Stated task
Begin at the line that contains "Query: path over ridge" and stop after the last of the rows. Rewrite those lines in full, including the ones that start with "Query:", and scale every coordinate in the outputs by 2.35, rounding each to a whole number with halves rounded up.

──────

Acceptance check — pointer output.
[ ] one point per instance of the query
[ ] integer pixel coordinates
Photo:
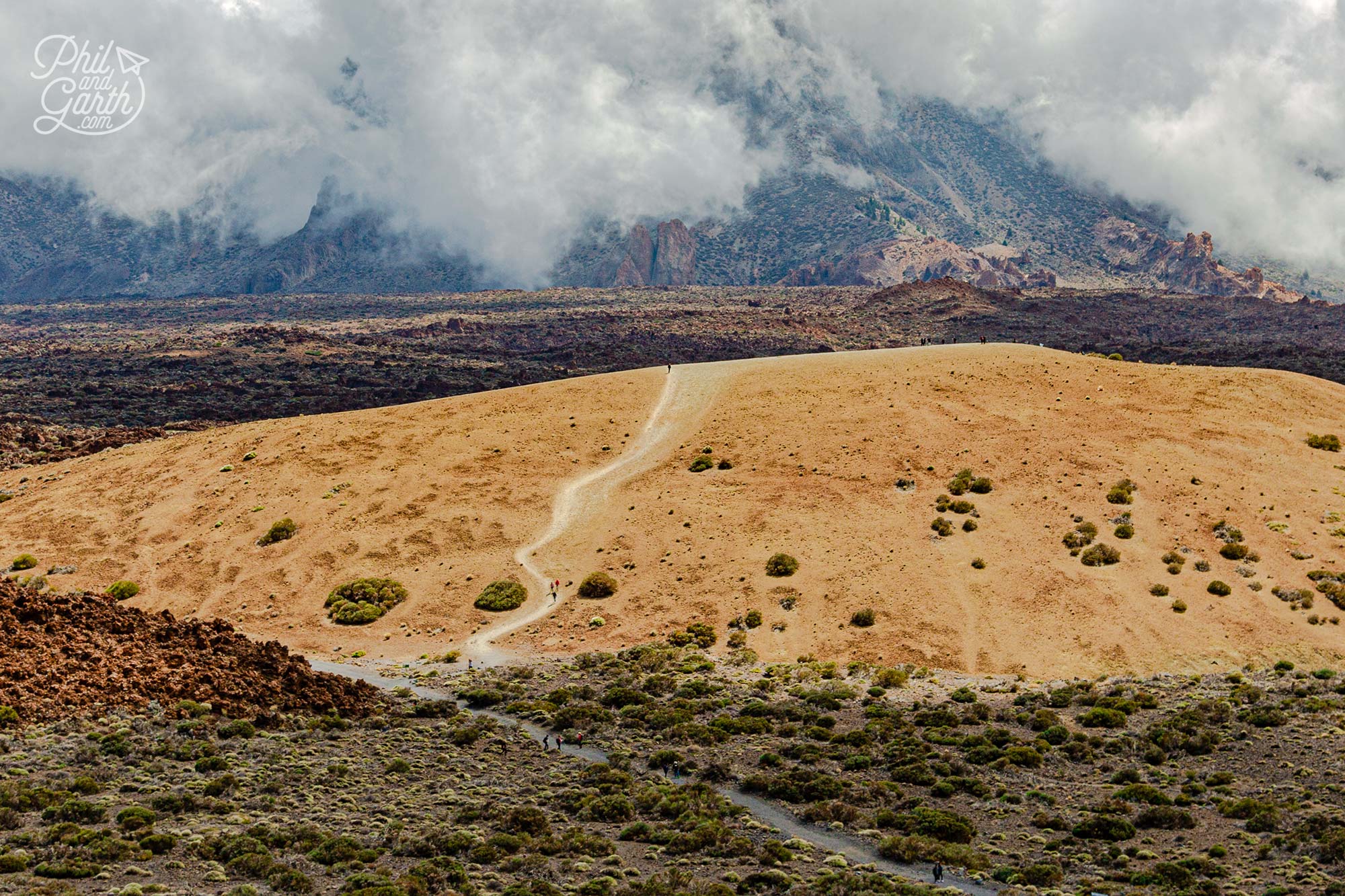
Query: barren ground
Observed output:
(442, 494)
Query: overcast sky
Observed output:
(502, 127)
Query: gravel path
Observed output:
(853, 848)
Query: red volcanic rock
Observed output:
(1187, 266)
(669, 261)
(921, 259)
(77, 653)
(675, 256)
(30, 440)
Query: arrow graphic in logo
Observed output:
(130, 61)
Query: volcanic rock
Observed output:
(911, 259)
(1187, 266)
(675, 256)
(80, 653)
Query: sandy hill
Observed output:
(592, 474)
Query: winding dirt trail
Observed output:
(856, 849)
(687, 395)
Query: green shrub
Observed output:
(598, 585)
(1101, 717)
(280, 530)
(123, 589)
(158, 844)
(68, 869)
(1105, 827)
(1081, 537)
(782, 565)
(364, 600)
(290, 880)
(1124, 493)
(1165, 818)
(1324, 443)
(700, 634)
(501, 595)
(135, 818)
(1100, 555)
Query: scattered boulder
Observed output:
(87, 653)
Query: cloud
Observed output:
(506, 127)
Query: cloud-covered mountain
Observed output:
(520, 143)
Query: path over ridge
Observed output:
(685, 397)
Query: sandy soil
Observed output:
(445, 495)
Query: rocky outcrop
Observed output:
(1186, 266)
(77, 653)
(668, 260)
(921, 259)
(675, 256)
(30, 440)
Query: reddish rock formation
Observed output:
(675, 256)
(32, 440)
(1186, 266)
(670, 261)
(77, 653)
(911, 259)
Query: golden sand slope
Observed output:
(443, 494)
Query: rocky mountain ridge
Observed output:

──────

Final result
Query: path over ridge
Observed output:
(1610, 933)
Query: sandy soil
Observed output:
(1046, 1163)
Query: rocky outcrop
Observed output:
(2787, 625)
(181, 1535)
(1570, 611)
(2164, 609)
(1586, 602)
(71, 1034)
Query: reddish rock formation
Observed output:
(1586, 602)
(75, 1034)
(2787, 625)
(1575, 613)
(181, 1535)
(2141, 609)
Query: golden sand slope
Observed output:
(1041, 1161)
Query: rocky mountain ridge
Observed output:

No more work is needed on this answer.